— Listed records —
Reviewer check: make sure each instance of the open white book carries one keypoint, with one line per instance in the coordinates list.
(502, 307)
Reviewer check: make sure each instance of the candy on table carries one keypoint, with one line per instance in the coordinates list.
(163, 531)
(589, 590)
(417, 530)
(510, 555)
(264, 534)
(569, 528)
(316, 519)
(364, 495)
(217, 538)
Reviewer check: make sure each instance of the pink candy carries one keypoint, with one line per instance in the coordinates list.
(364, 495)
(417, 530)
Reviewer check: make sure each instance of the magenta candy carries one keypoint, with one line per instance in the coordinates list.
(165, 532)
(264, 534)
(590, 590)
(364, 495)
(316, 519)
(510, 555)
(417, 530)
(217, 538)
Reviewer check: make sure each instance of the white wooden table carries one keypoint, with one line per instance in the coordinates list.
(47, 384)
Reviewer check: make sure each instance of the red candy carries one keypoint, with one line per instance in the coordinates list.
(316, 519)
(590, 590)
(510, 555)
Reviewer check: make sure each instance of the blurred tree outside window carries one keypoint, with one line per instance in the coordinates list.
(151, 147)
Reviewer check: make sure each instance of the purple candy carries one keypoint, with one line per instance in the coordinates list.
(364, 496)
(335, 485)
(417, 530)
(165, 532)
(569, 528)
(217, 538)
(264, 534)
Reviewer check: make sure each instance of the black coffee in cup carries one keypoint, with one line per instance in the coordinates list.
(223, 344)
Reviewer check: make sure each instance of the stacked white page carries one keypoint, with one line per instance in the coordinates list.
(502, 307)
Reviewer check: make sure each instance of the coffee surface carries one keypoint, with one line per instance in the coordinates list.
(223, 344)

— What is needed —
Rewrite these lines, replacing "keypoint" with "marker" everywhere it appears and leaving everything else unchanged.

— Response to this exercise —
Reviewer check: make sure each instance of the open white book carries one marker, with one line per instance in the coordinates list.
(502, 307)
Reviewer check: make sure each instance of the candy on table carries one marker, with one line per instance in the coordinates list.
(163, 531)
(589, 590)
(417, 530)
(510, 555)
(264, 534)
(569, 528)
(316, 519)
(364, 495)
(217, 538)
Reviewer check: make sure each instance of the pink candy carries one marker, with one line per instance in the coordinates list.
(364, 495)
(417, 530)
Reviewer check: make sure each instance of the magenta candy carries one marker, with one line per instance in the coordinates list.
(165, 532)
(264, 534)
(590, 590)
(364, 495)
(316, 519)
(510, 555)
(417, 530)
(217, 538)
Reviewer check: make sure each instance of the white wooden table carries one marker, with one line per instance in the coordinates list.
(47, 384)
Reviewer check: make sure each instance of the red candy carries one marker, with one line per instance in the coordinates list.
(316, 519)
(590, 590)
(510, 555)
Reviewer check: make sure each instance of the blurred tree outside window carries one marker, with one line per instance in the coordinates list.
(151, 147)
Reviewer check: make sure each instance of the purple candy carries one marker, with one line per instance in the coordinates list.
(364, 496)
(335, 485)
(417, 530)
(165, 532)
(569, 528)
(217, 538)
(264, 534)
Reviewer check: make sure each instance of the black coffee in cup carries one marker, with one line per instance in the coordinates list.
(223, 344)
Reviewer check: make sure each instance of the stacked white page carries one marker, with one line per instance in the coordinates list.
(502, 307)
Reviewer check: make sure each instance of the coffee surface carries one marker, with one line per instance in the coordinates list.
(223, 344)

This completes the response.